<<<<

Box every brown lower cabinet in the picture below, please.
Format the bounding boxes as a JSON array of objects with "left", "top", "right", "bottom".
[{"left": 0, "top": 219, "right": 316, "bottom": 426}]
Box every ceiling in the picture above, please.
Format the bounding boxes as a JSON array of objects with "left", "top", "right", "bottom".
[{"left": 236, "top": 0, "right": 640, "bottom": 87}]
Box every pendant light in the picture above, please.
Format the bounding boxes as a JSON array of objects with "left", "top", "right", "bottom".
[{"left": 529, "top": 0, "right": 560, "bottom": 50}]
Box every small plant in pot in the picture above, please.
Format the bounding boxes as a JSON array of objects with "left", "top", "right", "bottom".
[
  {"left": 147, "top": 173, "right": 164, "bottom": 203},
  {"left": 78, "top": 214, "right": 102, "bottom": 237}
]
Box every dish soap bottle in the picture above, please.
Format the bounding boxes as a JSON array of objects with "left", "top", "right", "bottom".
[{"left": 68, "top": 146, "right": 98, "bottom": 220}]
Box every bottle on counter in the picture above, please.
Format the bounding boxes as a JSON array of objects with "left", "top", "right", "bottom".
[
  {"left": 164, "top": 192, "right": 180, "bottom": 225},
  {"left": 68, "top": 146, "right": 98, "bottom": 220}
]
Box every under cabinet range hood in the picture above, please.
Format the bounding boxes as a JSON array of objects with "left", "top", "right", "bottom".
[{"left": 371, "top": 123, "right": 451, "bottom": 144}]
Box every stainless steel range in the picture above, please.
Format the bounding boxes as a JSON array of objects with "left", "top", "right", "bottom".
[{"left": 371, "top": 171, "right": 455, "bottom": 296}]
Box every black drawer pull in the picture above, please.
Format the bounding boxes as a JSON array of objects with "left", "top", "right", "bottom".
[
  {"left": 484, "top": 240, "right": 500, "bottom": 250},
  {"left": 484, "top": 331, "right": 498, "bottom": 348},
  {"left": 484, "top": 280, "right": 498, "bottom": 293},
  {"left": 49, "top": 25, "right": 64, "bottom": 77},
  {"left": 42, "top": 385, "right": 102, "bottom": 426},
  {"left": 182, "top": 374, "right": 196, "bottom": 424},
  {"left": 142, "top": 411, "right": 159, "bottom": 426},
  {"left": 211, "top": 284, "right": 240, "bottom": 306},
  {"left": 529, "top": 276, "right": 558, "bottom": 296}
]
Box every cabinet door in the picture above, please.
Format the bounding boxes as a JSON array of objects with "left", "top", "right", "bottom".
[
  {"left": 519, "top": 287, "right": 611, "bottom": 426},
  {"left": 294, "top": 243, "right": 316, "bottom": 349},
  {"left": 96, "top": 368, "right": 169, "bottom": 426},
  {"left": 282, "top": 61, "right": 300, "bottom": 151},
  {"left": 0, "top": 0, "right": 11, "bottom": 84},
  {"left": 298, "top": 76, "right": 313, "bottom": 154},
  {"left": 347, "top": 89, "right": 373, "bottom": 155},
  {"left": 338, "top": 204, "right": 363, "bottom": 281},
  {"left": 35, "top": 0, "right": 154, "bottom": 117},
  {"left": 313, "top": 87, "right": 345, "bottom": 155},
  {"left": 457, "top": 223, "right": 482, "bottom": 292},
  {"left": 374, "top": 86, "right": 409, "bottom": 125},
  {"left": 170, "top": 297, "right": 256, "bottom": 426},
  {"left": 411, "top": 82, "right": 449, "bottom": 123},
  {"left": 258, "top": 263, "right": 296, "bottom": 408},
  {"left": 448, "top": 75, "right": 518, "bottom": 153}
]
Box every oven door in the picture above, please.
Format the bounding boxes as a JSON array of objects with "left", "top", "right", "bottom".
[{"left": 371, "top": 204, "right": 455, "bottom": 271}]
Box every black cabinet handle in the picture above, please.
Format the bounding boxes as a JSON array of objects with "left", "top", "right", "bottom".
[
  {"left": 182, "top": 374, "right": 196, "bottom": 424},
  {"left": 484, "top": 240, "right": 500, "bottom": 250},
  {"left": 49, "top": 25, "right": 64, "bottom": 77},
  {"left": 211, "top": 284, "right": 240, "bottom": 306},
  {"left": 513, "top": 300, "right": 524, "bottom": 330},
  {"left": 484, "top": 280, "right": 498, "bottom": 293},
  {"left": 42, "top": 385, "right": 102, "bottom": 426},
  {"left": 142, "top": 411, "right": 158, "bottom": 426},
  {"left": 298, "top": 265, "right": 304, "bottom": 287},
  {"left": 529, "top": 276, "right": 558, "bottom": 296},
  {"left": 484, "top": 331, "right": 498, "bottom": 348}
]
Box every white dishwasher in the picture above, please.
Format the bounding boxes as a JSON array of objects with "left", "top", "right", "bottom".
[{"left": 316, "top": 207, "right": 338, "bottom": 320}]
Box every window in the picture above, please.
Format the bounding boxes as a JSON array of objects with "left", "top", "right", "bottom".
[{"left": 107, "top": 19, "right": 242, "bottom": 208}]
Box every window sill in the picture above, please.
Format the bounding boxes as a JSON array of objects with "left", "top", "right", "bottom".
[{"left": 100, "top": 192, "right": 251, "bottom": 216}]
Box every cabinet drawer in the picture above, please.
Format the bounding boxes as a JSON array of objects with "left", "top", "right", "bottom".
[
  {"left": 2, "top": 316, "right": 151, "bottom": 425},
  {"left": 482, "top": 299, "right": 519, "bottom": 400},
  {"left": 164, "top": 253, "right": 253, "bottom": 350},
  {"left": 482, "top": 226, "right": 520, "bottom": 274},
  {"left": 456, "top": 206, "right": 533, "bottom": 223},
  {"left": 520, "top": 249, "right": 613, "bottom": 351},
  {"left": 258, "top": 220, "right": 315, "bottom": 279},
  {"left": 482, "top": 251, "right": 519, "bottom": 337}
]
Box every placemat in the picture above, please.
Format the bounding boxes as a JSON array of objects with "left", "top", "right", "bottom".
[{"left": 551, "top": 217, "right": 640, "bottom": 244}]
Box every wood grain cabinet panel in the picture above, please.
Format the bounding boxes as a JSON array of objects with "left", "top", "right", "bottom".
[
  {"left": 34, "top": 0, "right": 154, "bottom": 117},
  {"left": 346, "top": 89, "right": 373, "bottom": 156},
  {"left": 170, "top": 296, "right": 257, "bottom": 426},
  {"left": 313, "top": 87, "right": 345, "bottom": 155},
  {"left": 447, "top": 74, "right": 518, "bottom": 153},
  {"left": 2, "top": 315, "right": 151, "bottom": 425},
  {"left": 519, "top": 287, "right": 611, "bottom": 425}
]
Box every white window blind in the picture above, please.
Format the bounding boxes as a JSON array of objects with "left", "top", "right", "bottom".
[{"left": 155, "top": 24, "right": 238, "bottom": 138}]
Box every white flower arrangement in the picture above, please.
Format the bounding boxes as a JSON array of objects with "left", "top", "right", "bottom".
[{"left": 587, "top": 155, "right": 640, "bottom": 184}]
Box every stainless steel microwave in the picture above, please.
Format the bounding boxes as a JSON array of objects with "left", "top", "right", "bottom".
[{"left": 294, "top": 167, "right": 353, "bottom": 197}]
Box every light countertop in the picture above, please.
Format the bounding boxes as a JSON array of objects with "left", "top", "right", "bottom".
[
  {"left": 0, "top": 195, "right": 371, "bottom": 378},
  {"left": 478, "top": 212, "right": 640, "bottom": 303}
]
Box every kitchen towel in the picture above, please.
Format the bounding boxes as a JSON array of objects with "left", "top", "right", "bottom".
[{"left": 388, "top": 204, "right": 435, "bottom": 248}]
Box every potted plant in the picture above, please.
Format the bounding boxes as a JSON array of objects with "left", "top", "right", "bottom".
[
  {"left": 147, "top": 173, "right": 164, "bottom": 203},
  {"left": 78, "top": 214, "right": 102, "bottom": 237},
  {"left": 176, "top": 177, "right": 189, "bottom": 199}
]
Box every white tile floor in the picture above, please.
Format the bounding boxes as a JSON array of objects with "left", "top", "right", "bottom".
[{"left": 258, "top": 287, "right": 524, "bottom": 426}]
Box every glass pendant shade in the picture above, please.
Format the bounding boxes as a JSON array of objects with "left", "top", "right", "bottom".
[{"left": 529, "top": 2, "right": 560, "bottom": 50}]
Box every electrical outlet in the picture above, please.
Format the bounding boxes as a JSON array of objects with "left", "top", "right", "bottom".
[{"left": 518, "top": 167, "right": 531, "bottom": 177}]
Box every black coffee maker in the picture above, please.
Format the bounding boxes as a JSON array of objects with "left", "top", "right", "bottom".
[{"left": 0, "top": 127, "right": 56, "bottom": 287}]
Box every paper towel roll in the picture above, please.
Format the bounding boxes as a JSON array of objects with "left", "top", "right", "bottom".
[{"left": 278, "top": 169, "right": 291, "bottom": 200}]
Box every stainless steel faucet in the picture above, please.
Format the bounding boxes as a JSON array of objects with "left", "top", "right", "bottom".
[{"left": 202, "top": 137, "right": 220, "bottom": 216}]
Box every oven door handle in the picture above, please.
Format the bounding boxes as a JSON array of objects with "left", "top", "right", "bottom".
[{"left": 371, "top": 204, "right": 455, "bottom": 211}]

>>>>
<<<<

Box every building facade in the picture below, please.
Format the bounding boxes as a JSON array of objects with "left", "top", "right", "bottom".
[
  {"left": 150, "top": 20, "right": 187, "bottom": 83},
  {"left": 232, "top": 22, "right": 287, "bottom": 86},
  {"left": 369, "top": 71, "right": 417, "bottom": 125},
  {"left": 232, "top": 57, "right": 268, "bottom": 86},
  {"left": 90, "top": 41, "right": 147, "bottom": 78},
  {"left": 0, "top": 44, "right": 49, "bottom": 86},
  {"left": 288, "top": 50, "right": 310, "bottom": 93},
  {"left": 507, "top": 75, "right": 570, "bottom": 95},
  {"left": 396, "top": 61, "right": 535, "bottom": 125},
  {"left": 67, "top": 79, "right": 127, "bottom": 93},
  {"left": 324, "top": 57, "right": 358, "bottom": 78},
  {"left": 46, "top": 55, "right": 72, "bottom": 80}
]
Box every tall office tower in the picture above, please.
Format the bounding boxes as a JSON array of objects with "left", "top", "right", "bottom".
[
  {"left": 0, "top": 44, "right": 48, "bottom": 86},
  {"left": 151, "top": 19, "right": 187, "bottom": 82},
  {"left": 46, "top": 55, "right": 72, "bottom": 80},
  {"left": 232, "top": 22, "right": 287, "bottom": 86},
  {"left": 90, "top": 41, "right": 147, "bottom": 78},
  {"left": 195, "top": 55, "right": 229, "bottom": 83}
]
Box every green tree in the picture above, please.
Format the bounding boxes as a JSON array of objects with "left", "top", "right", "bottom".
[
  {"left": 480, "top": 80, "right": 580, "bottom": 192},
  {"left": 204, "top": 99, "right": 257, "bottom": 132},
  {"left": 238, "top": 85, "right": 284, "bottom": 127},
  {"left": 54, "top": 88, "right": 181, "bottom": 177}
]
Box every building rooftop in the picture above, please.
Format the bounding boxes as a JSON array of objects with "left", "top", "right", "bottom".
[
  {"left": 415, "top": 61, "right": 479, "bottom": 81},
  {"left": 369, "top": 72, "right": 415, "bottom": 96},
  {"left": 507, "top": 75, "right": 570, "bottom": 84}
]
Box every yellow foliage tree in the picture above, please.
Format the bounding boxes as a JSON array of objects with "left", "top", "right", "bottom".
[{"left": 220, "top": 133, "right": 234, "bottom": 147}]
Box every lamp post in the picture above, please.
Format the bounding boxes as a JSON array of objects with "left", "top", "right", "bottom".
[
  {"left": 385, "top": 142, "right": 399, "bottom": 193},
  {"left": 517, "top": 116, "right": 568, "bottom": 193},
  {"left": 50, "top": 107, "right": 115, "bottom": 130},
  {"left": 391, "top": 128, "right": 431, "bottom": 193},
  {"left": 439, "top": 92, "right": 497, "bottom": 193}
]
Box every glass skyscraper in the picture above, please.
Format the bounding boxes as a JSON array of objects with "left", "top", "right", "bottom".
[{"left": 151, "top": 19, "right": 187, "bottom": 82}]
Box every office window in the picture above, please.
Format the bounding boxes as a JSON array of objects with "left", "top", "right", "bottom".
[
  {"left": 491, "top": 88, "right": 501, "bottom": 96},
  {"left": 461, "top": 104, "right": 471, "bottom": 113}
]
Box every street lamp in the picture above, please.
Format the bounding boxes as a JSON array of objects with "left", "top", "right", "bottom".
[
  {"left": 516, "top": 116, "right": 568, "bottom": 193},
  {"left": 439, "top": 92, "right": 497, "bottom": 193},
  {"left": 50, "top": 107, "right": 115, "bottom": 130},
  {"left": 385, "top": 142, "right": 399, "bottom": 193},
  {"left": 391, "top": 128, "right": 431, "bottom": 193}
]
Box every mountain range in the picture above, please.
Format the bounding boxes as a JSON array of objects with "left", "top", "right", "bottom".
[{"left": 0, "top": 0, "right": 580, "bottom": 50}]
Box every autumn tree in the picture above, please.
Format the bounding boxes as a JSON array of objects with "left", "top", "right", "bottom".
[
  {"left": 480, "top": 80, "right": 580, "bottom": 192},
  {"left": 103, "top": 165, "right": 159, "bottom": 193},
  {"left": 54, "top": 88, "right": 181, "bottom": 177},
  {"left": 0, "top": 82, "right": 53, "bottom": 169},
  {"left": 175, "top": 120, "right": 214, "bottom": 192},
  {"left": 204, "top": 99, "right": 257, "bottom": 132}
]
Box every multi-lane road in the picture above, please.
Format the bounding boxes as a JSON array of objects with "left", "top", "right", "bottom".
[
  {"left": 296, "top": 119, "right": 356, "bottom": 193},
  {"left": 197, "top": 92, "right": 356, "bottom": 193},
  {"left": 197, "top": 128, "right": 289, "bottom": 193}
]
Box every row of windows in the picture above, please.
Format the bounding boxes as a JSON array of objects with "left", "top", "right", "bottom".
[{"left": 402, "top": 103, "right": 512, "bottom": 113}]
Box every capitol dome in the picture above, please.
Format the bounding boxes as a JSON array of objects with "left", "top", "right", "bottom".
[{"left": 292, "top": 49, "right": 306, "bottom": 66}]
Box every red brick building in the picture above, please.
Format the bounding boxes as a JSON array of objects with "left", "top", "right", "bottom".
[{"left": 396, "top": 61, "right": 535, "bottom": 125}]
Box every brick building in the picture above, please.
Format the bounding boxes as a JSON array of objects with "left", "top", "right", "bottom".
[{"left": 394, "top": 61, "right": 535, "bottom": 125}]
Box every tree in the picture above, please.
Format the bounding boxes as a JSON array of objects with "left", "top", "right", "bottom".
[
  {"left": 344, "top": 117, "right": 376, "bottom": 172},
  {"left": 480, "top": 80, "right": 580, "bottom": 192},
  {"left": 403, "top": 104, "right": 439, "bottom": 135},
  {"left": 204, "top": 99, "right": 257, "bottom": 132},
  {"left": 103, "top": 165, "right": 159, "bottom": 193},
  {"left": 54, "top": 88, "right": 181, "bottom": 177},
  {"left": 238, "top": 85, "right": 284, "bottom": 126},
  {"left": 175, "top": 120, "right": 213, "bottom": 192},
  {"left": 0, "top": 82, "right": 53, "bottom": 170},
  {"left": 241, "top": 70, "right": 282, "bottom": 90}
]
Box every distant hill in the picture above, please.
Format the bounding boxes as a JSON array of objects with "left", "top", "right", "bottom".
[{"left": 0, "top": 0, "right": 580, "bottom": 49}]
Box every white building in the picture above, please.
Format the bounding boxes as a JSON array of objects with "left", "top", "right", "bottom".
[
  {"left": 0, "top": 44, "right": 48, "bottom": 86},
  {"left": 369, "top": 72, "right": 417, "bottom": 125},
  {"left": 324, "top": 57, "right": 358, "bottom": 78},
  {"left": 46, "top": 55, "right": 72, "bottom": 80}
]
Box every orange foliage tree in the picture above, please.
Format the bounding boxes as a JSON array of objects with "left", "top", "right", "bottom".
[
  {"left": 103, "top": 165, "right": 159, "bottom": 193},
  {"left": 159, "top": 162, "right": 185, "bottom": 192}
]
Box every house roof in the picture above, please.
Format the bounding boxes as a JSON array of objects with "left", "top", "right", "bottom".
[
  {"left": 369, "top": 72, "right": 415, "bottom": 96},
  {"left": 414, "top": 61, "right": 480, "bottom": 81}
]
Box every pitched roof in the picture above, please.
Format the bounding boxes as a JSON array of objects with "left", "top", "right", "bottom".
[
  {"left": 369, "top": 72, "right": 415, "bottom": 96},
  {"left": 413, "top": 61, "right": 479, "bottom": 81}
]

>>>>

▶ [GIVEN TASK]: How many lines in the entries above contain the word "white"? Give only the number.

▶ [FINAL RESULT]: 5